AIM: Locate each line in the records below that contains the string "overcast" and copy those lines in full.

GIVEN INFORMATION:
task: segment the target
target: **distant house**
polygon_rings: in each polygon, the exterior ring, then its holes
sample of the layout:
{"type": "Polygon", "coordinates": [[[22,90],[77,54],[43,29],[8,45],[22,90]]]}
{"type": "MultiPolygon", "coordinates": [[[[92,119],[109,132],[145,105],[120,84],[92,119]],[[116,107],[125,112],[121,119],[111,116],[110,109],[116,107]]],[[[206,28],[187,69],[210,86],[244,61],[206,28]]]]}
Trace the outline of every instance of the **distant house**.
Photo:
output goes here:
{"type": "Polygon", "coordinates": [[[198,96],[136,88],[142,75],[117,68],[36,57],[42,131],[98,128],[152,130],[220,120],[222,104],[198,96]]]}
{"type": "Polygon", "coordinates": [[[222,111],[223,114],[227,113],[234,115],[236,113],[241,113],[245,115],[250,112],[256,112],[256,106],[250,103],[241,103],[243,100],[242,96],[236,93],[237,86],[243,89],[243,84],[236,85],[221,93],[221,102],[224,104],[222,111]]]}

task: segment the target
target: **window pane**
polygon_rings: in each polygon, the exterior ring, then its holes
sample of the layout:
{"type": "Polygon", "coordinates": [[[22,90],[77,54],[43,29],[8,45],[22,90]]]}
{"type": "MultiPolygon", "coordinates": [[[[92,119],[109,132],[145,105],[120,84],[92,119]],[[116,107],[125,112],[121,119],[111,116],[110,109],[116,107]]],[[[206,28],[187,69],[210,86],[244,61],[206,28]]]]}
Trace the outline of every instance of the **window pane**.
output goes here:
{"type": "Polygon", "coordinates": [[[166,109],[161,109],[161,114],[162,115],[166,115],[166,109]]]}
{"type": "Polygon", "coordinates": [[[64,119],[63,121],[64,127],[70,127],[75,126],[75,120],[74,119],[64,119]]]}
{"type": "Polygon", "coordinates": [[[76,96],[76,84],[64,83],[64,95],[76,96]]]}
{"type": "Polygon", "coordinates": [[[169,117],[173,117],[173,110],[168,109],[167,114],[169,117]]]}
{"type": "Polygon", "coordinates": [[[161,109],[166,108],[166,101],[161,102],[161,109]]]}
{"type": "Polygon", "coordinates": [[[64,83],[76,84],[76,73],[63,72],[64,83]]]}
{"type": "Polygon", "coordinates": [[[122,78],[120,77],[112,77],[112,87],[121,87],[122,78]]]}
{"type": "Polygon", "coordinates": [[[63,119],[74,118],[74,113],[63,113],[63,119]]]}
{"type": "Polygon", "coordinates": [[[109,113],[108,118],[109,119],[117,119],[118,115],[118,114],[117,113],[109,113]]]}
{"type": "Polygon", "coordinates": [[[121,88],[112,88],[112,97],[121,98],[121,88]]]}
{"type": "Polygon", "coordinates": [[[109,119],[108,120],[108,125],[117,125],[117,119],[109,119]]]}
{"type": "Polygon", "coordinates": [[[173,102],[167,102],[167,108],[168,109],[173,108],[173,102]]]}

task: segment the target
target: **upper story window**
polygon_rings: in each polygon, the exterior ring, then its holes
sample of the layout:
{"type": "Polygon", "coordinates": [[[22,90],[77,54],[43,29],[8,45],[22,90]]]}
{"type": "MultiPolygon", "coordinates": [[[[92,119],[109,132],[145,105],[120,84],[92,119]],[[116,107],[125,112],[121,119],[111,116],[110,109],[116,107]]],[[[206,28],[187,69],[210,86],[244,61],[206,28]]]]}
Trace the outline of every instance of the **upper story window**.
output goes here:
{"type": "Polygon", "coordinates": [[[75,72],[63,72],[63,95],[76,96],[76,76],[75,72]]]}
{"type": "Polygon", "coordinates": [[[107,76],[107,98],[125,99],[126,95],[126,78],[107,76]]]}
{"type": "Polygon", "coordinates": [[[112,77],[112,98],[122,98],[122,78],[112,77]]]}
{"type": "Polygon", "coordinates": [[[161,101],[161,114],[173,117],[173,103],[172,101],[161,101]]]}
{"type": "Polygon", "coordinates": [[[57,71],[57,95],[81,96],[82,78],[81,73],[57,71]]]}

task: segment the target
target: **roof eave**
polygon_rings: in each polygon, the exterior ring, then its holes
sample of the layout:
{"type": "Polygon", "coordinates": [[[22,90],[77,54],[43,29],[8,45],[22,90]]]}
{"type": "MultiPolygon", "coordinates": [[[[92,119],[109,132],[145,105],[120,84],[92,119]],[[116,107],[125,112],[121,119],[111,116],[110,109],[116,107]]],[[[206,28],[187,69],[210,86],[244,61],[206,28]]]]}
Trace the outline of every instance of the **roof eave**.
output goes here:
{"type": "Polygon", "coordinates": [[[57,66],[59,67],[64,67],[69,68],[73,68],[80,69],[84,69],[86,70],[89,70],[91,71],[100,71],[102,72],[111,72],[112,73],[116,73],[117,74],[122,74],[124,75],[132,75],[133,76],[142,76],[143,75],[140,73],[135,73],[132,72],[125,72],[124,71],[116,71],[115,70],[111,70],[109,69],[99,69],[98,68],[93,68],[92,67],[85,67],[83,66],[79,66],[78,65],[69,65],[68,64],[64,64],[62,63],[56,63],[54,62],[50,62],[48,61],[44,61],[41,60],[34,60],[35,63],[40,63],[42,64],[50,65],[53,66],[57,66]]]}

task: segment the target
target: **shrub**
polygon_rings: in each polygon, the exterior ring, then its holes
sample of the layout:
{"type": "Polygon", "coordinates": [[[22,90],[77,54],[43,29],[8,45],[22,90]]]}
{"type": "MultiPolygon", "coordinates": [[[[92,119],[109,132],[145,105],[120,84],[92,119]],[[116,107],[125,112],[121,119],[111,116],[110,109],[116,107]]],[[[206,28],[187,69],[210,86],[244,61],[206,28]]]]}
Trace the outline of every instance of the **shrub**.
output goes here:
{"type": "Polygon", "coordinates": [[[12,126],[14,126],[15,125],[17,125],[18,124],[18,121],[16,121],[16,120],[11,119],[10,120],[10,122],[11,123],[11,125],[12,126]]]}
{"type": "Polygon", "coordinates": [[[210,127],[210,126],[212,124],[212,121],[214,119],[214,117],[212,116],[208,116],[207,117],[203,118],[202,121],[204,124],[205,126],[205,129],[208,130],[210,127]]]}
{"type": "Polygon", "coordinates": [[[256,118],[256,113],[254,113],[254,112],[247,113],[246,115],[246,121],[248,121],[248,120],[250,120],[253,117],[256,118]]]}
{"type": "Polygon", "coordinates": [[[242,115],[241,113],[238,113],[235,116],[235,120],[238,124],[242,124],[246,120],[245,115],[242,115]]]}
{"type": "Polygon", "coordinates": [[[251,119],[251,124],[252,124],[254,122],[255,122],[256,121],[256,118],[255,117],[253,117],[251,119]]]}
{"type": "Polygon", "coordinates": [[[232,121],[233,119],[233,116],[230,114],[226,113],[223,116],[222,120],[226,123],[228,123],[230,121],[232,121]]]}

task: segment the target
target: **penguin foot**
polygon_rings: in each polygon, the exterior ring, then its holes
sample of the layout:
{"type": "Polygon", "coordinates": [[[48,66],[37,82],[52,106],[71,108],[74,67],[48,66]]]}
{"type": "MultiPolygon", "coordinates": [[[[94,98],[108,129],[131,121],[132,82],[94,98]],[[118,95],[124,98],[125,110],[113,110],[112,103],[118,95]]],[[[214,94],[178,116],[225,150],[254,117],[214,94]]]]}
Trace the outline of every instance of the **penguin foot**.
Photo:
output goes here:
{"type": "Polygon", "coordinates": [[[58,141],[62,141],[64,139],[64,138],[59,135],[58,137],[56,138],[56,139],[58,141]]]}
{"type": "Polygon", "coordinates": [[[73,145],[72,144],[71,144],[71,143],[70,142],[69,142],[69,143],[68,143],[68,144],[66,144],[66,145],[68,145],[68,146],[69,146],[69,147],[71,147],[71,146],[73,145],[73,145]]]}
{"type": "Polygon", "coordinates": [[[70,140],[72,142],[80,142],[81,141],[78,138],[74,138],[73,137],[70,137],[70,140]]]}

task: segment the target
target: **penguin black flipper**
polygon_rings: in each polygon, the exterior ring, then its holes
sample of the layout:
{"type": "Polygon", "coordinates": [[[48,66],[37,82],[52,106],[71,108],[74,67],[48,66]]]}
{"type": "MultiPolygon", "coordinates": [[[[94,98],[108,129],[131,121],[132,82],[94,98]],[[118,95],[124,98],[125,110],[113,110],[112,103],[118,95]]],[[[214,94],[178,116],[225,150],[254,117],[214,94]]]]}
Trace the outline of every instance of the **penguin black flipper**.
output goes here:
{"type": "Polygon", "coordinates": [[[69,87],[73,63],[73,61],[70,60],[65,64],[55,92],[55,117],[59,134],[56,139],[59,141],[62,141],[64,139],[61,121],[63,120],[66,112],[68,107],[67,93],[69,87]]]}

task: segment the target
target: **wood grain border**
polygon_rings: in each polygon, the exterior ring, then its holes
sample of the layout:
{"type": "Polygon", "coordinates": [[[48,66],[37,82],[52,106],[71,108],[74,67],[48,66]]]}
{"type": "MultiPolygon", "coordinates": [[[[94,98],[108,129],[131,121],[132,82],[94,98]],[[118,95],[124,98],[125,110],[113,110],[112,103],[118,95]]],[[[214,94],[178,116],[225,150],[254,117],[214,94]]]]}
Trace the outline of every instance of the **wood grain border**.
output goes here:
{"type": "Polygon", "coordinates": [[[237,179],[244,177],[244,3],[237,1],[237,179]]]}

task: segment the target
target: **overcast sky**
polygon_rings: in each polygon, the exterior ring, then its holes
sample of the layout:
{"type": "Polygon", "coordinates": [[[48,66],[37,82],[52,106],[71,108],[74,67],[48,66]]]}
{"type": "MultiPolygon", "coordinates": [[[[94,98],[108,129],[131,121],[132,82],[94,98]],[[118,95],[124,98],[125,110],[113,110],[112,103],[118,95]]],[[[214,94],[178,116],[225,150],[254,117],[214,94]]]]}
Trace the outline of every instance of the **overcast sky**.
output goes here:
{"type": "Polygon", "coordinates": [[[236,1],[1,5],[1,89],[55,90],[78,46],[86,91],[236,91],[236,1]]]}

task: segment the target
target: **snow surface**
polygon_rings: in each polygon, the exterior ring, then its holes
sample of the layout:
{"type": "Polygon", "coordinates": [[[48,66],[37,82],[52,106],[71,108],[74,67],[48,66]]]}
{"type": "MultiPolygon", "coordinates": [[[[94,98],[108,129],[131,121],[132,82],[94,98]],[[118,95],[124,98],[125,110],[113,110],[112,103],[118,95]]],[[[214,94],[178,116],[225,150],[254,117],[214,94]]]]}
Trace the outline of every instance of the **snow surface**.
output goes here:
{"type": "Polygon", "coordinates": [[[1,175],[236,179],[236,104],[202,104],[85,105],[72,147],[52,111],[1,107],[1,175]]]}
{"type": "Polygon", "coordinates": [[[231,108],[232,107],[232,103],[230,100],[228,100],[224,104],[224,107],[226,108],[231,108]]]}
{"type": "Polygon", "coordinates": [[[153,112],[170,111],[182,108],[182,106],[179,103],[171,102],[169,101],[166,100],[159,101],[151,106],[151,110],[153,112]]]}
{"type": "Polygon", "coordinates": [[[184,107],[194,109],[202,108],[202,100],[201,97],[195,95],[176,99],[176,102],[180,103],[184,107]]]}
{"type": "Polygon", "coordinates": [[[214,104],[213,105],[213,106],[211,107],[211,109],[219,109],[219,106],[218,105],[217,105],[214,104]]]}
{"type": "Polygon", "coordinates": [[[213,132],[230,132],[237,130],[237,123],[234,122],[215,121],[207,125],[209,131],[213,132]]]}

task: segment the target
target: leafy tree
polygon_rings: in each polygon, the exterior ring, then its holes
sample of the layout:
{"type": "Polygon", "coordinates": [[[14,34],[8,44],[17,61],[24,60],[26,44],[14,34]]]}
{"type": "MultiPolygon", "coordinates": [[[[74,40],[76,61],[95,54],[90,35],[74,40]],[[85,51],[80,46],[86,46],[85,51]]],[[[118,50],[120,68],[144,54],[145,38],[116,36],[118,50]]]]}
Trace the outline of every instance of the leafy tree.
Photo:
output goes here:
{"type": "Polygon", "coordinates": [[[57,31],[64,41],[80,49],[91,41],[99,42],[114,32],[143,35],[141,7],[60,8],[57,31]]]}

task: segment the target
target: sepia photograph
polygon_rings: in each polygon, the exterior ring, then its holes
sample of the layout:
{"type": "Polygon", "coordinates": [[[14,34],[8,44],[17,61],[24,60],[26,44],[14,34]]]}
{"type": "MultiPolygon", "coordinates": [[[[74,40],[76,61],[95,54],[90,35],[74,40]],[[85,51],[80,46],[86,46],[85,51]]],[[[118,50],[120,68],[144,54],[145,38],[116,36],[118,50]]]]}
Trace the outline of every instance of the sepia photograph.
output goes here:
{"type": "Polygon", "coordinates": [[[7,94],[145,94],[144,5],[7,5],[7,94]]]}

FINISHED EXERCISE:
target: **overcast sky**
Trace the outline of every instance of the **overcast sky**.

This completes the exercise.